------ Verilen Metin
Başbakan Binali Yıldırım, Başkent Organize Sanayi Bölgesi’nde gerçekleşen törende şu açıklamalarda bulundu;
“Hedefimiz, Türkiye’yi yenilenebilir enerji teknolojisi üreten ve ihraç eden ülke konumuna getirmektir”
Başbakan Binali Yıldırım, Başkent Organize Sanayi Bölgesi’nde YEKA-Fotovoltaik Güneş Modülü Fabrikası ve Ar-Ge Merkezi Temel Atma Töreni’ne katıldı.
Türkiye için heyecan verici bir temel atma töreninin yapılacağını belirten Yıldırım, Konya Karapınar ile başlayan yenilenebilir enerji hamlesinin de devamı olan bu fabrikanın faaliyete geçeceğini söyledi.
Yıldırım, bu yatırımın, ülkenin hedeflerine bir adım daha yaklaşılmasına vesile olacağına işaret ederek, böylece hem enerji teknolojilerinin geleceğinin temelinin atıldığına hem de yenilenebilir alternatif enerji kaynaklarının daha da zenginleştiğine dikkat çekti.
Bundan 15 yıl önce “Kaynağınız nedir?” diye sorulduğunda “Kaynak Türkiye” cevabını verdiklerini hatırlatan Yıldırım, Türkiye’nin imkanlarını ve kaynaklarını harekete geçireceklerini, ülkeye kazandıracaklarını ifade ettiklerini anımsattı.
Başbakan Yıldırım, bugün Türkiye’nin özlemlerinin ve hayallerinin birer birer gerçeğe dönüştüğünü dile getirdi.
Türkiye’nin var olan kaynaklarını teker teker harekete geçirdiklerini vurgulayan Yıldırım, “Küresel ve yerli yatırımcılar Türkiye’ye güveniyor. Doğal zenginliklerimiz daha da değer kazanıyor, ülkemize yeni eserler ve hizmetler olarak geri dönüyor. 15 yıl boyunca inşa ettiğimiz güven ve istikrarın sonucu yatırımdır, üretimdir, istihdamdır ve kalkınmadır. Güven ve istikrarın kıymetini risk almayan, hiç emek ve değer üretemeyenler bilemez. Kim bilir? Yatırım yapmak, üretmek, istihdam kapısı açmak isteyen özel sektör; güvenin ve istikrarın ne anlama geldiğini en iyi sizler bilirsiniz.” ifadesini kullandı.
“TÜRKİYE’NİN EN BÜYÜK İMKANI VE KAYNAĞI ÖZEL SEKTÖRDÜR”
Yıldırım, bugün ülkenin ekonomisinin güven ve istikrar ortamında büyümeye devam ettiğine değinerek, yılın üçüncü çeyreğindeki büyümenin yüzde 11,1 olarak gerçekleştiğine dikkati çekti.
------------
------ Kayıtlı Bilgiler
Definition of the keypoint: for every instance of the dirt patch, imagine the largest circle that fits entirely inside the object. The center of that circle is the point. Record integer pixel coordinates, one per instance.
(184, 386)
------------
● **Sorular ve Görevler**
A. Metne göre aşağıdaki soruları yanıtlayın.
(i) YEKA-Fotovoltaik Güneş Modülü Fabrikası ve Ar-Ge Merkezi temel atma töreni nerede yapıldı?
(ii) Bu fabrika, nerede başlayan yenilenebilir enerji hamlesinin devamı olarak anılıyor?
(iii) Yılın üçüncü çeyreğindeki büyüme yüzde kaç olarak gerçekleşti?
B. Metinde 15 yıl boyunca inşa edilen güven ve istikrarın sonucu olarak sayılan kavramların tamamını listeleyin.
C. Metinde "Yıldırım, bugün ülkenin" ifadesinden "gerçekleştiğine dikkati çekti." ifadesine kadar uzanan bölümü hiçbir değişiklik yapmadan döndürün.

● **Görev Çözümleri**
A.
(i) Başkent Organize Sanayi Bölgesi'nde.
(ii) Konya Karapınar'da.
(iii) Yüzde 11,1.

B. yatırım, üretim, istihdam, kalkınma

C.
Yıldırım, bugün ülkenin ekonomisinin güven ve istikrar ortamında büyümeye devam ettiğine değinerek, yılın üçüncü çeyreğindeki büyümenin yüzde 11,1 olarak gerçekleştiğine dikkati çekti.